Les produits phytopharmaceutiques pourront être utilisés deux heures avant le coucher du soleil, quelle que soit la température extérieure, selon un décret paru dimanche au Journal officiel et salué par les agriculteurs, mais dénoncé par les apiculteurs. Si le produit est autorisé par l'Anses (l'Agence nationale de sécurité sanitaire alimentaire) pour un usage en période de floraison, "le traitement doit, sauf cas particulier, être réalisé dans les deux heures qui précèdent le coucher de soleil et dans les trois heures qui suivent le coucher de soleil", selon l'arrêté du ministère de l'Agriculture, dont l'entrée en vigueur est fixée au 1er janvier 2022.
Lutter contre l'effondrement des populations d'insectes pollinisateurs
La période de floraison désigne la période allant de l'ouverture des premières fleurs à la chute des pétales des dernières fleurs, précise le texte. La publication intervient au lendemain de la présentation par le gouvernement des grandes lignes du plan pollinisateurs. Ce plan avait été promis en 2020, après que le gouvernement avait annoncé la réintroduction temporaire des insecticides néonicotinoïdes pour la culture de betteraves, des insecticides extrêmement nocifs pour les abeilles.

______________________________

**SÉRIE DE TÂCHES:**
• 1. D'après le texte sur le décret relatif aux produits phytopharmaceutiques, à quelle date l'entrée en vigueur de l'arrêté est-elle fixée ?
• 2. Poursuivez le texte sur le décret relatif aux produits phytopharmaceutiques après sa dernière phrase.

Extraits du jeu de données
______________________________

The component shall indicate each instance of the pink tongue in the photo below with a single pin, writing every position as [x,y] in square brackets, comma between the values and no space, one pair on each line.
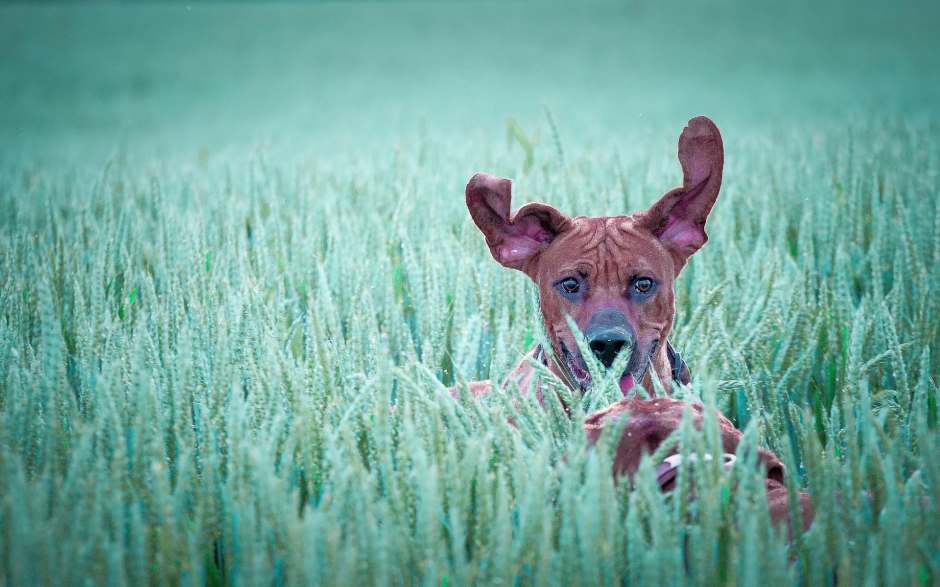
[626,383]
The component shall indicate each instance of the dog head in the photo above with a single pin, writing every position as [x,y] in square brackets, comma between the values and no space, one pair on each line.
[612,275]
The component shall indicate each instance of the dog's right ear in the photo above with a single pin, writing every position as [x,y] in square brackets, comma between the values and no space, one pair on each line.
[513,237]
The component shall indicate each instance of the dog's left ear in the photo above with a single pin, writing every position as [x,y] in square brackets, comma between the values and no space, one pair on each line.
[678,218]
[513,237]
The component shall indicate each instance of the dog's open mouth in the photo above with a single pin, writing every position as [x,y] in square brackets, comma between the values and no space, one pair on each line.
[634,372]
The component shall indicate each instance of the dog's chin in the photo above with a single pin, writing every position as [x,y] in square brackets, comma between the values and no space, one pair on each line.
[578,370]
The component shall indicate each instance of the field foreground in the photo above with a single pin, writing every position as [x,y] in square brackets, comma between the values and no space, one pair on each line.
[199,363]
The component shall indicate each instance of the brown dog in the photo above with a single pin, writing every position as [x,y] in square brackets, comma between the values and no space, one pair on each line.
[614,277]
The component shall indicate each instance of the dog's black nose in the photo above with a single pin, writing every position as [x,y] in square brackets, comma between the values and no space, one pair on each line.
[606,345]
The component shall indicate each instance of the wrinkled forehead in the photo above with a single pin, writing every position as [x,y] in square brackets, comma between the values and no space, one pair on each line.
[610,249]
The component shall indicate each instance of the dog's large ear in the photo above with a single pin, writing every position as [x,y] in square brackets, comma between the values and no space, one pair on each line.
[513,237]
[678,218]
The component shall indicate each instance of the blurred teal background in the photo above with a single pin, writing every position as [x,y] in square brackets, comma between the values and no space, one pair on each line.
[164,79]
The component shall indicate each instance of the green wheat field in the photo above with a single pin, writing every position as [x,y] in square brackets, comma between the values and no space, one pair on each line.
[237,273]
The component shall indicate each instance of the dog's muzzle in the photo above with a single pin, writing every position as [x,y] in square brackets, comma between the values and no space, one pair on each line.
[606,343]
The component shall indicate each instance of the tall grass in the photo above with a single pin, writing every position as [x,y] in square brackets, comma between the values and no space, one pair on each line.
[198,371]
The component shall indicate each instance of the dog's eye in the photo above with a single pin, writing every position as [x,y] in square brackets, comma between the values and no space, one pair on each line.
[643,285]
[570,285]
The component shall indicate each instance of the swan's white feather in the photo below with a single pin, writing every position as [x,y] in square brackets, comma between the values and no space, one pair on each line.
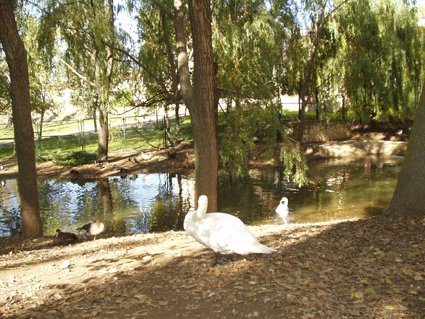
[282,210]
[222,232]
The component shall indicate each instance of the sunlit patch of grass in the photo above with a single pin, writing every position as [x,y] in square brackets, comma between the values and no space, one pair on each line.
[76,149]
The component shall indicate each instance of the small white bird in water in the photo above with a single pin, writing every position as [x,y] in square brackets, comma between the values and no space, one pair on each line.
[223,233]
[282,210]
[93,229]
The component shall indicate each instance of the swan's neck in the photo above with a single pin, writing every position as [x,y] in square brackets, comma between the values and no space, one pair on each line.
[202,207]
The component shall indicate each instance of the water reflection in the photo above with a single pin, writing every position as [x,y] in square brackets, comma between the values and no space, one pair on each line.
[159,202]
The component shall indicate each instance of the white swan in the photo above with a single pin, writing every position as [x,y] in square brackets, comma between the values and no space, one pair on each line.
[282,210]
[223,233]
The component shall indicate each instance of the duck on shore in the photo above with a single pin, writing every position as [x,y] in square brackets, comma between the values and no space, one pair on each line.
[93,229]
[64,238]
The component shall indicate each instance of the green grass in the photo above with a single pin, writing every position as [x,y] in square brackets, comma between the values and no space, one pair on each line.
[75,149]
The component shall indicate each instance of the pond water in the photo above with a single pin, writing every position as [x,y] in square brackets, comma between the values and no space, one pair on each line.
[159,202]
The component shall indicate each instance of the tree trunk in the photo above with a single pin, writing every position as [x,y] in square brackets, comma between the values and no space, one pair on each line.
[16,57]
[102,136]
[203,116]
[409,194]
[199,99]
[106,200]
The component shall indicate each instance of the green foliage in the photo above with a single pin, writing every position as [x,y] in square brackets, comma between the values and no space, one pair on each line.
[382,58]
[243,127]
[294,163]
[75,158]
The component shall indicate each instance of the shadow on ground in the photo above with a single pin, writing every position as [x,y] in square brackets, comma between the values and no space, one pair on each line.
[371,268]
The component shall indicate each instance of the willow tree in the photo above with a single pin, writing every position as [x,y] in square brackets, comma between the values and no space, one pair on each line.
[88,29]
[381,58]
[199,96]
[16,57]
[409,194]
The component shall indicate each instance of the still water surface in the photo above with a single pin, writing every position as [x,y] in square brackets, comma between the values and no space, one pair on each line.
[159,202]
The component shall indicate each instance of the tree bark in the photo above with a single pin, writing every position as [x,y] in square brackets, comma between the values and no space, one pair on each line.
[102,135]
[203,113]
[16,57]
[409,194]
[199,99]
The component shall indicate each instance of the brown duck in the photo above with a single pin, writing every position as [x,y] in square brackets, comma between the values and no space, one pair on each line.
[64,238]
[93,228]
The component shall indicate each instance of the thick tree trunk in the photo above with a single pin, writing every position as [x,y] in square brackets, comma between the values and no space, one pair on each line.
[102,136]
[16,57]
[199,99]
[409,194]
[203,114]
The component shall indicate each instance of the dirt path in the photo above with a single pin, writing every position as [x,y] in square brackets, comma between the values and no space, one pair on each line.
[372,268]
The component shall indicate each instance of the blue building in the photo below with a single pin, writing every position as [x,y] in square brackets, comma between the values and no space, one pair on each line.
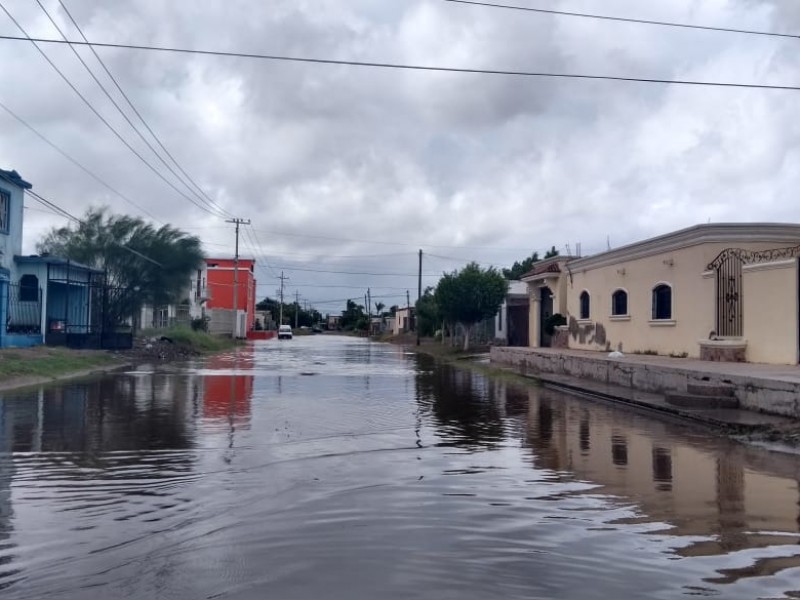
[42,298]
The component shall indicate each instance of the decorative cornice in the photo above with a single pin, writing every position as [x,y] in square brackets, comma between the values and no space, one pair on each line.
[726,233]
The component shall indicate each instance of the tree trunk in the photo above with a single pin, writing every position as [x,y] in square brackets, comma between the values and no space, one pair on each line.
[467,331]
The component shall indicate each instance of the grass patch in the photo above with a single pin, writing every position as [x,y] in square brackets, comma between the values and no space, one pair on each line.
[187,337]
[456,357]
[49,362]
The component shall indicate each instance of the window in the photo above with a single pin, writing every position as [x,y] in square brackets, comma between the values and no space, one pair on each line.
[585,305]
[29,288]
[5,207]
[662,302]
[619,303]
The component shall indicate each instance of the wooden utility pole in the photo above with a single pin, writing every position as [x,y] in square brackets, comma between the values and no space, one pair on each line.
[419,289]
[280,309]
[237,222]
[408,309]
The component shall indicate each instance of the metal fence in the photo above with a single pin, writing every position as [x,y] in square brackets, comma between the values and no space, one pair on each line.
[24,306]
[101,320]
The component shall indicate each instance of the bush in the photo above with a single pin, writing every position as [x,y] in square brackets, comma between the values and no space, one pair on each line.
[553,321]
[200,324]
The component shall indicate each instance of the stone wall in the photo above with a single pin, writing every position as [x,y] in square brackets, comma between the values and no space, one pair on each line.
[754,393]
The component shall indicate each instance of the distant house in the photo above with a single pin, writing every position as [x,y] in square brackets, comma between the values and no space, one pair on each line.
[220,274]
[725,291]
[42,298]
[403,320]
[334,322]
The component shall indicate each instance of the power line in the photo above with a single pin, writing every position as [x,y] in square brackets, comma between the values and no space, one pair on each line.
[114,102]
[412,67]
[209,200]
[564,13]
[96,112]
[78,164]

______________________________

**RÉPONSES RÉDIGÉES:**
• 1. Elle est fixée au 1er janvier 2022.

• 2.
Le plan pollinisateurs vise à lutter contre l'effondrement des populations d'insectes pollinisateurs, notamment les abeilles, essentiels à la biodiversité comme aux productions agricoles, mais vulnérables aux pesticides. Le décret ne satisfait pas les apiculteurs, qui dénoncent la possibilité de traiter les cultures à des moments où les abeilles butinent.
"Ce n'est pas acceptable", déclare la président de l'Interapi
"Deux heures avant le coucher du soleil, sans autre critère, pour nous ce n'est pas acceptable", a déclaré à l'AFP Eric Lelong, président de l'Interprofession des apiculteurs (Interapi). L'organisation voulait que soit également pris en compte le critère de la température. Ainsi, en juillet, deux heures avant le coucher de soleil, "il fait 25 degrés" et "les abeilles sont encore en train de butiner".
A l'inverse, la plus grande organisation d'exploitants agricoles française, la FNSEA et les Jeunes agriculteurs, saluent, au nom de la lutte contre le travail de nuit des agriculteurs, "l'ouverture permettant de déroger à l'obligation de traiter les cultures attractives seulement après le coucher du soleil, avec l'ajout d'une plage de deux heures avant le coucher du soleil".
Une plage horaire modifiable en cas d'activité diurne des "bio-agresseurs"
Selon l'arrêté, cette plage horaire d'application des produits phytosanitaires (qui appartiennent à la famille des pesticides) peut être modifiée en cas d'activité "exclusivement diurne" des "bio-agresseurs" (organismes vivants qui s'en prennent aux cultures), pour assurer "une protection efficace de la culture traitée". Autre exception : si une maladie impose une utilisation urgente d'un "traitement fongicide", dans un délai "incompatible avec la période prévue" dans l'arrêté.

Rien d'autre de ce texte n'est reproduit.